EXTRAIT À LIRE —
◇ ◇ ◇ ◇ ◇
La controverse s'enlise. Doctolib, la plateforme de prise de rendez-vous médicaux, a annoncé fin novembre la création prochaine d'un espace personnel de santé permettant de collecter toutes les données d’un patient. Une nouvelle qui a suscité une vive polémique car, selon ses détracteurs, la fonctionnalité concurrencerait directement "Mon espace santé", de l’Assurance Maladie, relancé par l’Etat en 2022.
Le risque de "privatisation" du carnet de santé numérique ?
L’objectif affiché de Doctolib est d’encourager les patients à déposer sur sa nouvelle application leurs résultats médicaux, leurs ordonnances, à renseigner leurs antécédents, leurs traitements, leurs allergies, leur carnet de vaccination… Cela doit permettre de faciliter le travail des soignants, clients de la plateforme aux 50 millions d’inscrits en France, mais aussi d’envoyer des messages de prévention personnalisés.
Dans la foulée de l’annonce, la Délégation du numérique en Santé (DNS), rattachée au ministère de la Santé et chargée justement de réguler les usages des acteurs numériques de la santé, s’est fendue d’une tribune pour critiquer le risque de "privatisation" du carnet de santé numérique. "Il ne s’agit pas de privatiser le 'carnet de santé numérique' ou de créer un autre coffre-fort numérique", s’est défendu le cofondateur de Doctolib, Stanislas Niox-Château, dans les colonnes du Monde. "Nos logiciels sont les premiers contributeurs de la plateforme publique 'Mon espace santé'."
"Au lieu de favoriser les solutions qui marchent, on nous met des bâtons dans les roues. C’est tellement bête !", s’emporte un autre cadre de Doctolib au micro de France Inter. "On décourage un acteur privé qui cartonne et qui, en plus, veut travailler main dans la main avec l’Etat."
◇ ◇ ◇ ◇ ◇
Citez, s'il vous plaît, le texte sur Doctolib depuis « L’objectif affiché de » jusqu'à « de prévention personnalisés. » inclus.

(Extraits du jeu de données)
◇ ◇ ◇ ◇ ◇
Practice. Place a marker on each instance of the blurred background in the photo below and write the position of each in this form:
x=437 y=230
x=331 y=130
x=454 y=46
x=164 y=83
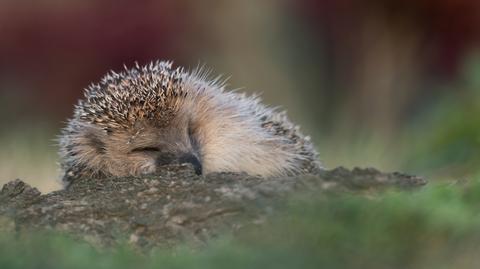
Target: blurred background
x=393 y=84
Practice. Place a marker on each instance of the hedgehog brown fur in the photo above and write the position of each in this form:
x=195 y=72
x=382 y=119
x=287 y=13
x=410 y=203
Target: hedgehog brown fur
x=134 y=121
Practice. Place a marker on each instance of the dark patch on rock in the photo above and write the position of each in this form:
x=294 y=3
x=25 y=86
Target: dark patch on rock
x=175 y=205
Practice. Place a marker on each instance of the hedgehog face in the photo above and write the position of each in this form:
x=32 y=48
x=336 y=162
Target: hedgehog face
x=141 y=149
◇ ◇ ◇ ◇ ◇
SOLUTION PROPOSÉE —
L’objectif affiché de Doctolib est d’encourager les patients à déposer sur sa nouvelle application leurs résultats médicaux, leurs ordonnances, à renseigner leurs antécédents, leurs traitements, leurs allergies, leur carnet de vaccination… Cela doit permettre de faciliter le travail des soignants, clients de la plateforme aux 50 millions d’inscrits en France, mais aussi d’envoyer des messages de prévention personnalisés.